What is asked -
Arrange these lines as a two-column CSV with the headers input and output and one row per line. Put each line's text under input and its answer under output, each as a single quoted field with line breaks turned into spaces, and leave out the pictures.

Extracted material -
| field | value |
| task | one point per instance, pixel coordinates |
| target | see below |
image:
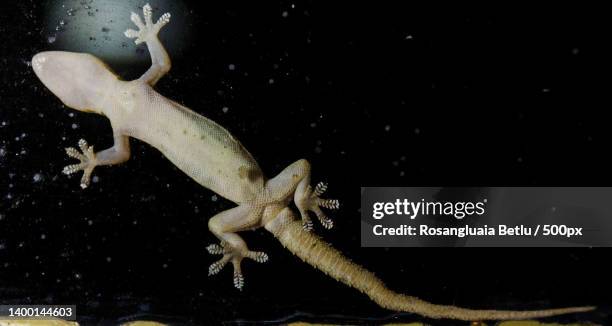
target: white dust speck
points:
(37, 177)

Reply to the exercise -
input,output
"| field | value | | task | one point per instance, pixel coordinates | | target | see below | image: target: white dust speck points:","(37, 177)"